### EXERCISE INSTRUCTIONS
Locate every line in the data below that contains the string "front" and reproduce each such line in full. The match is case-sensitive.
....
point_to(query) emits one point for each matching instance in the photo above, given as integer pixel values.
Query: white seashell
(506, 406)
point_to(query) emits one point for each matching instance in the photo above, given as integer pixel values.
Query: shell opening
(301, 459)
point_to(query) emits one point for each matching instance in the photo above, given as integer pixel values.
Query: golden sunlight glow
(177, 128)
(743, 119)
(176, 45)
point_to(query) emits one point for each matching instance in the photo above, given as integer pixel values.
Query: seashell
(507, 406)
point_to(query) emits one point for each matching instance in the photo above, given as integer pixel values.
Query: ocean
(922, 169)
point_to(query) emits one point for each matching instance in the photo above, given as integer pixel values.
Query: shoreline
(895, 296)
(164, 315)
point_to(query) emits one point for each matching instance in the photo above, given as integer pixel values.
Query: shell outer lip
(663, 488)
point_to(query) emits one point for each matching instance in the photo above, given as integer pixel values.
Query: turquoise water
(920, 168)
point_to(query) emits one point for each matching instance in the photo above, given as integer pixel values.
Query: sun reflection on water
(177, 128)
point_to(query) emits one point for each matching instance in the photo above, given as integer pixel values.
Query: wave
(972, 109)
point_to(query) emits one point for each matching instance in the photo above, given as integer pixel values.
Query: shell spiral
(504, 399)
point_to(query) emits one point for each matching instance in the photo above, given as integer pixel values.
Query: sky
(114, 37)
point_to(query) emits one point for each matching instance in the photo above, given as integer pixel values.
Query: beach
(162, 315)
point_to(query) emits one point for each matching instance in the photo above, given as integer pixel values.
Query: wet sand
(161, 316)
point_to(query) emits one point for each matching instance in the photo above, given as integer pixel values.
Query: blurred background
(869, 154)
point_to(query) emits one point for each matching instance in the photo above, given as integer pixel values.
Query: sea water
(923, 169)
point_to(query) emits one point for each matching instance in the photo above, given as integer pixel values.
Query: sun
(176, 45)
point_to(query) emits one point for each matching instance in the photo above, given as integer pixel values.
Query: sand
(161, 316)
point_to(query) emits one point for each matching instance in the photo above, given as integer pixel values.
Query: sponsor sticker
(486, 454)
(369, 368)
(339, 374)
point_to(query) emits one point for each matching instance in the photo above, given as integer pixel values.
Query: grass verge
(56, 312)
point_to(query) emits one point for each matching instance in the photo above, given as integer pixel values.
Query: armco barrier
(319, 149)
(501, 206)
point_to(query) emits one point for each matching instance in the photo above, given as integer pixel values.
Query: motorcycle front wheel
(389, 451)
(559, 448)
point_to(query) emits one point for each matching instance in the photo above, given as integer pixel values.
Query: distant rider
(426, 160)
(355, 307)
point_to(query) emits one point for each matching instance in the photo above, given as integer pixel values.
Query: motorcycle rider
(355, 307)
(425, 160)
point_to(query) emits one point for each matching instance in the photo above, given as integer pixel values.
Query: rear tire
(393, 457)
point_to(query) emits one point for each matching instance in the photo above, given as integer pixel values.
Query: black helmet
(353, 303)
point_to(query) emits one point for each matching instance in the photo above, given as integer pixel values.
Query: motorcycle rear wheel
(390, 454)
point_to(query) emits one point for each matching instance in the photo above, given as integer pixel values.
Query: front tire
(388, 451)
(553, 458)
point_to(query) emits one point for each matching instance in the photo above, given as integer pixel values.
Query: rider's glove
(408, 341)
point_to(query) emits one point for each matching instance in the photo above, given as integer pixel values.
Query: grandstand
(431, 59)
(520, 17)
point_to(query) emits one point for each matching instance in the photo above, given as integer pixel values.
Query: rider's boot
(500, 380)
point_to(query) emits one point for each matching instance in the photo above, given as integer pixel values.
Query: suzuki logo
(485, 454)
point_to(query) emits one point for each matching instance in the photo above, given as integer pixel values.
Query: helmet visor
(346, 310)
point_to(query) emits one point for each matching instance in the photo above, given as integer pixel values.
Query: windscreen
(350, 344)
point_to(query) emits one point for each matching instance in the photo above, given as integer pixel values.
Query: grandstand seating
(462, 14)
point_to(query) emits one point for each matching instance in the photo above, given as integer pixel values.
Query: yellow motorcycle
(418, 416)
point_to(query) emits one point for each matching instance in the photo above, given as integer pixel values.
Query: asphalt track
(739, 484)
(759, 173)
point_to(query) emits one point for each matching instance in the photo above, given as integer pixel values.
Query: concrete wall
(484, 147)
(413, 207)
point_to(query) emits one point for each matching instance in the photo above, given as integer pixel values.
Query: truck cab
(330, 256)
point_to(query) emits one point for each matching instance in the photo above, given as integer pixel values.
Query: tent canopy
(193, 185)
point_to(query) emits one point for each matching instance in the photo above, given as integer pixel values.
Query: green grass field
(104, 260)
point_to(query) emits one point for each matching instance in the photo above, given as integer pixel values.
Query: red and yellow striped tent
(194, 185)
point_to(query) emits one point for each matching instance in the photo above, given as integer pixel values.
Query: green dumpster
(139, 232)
....
### COMPLETED TASK
Query: motorcycle front wheel
Query: front tire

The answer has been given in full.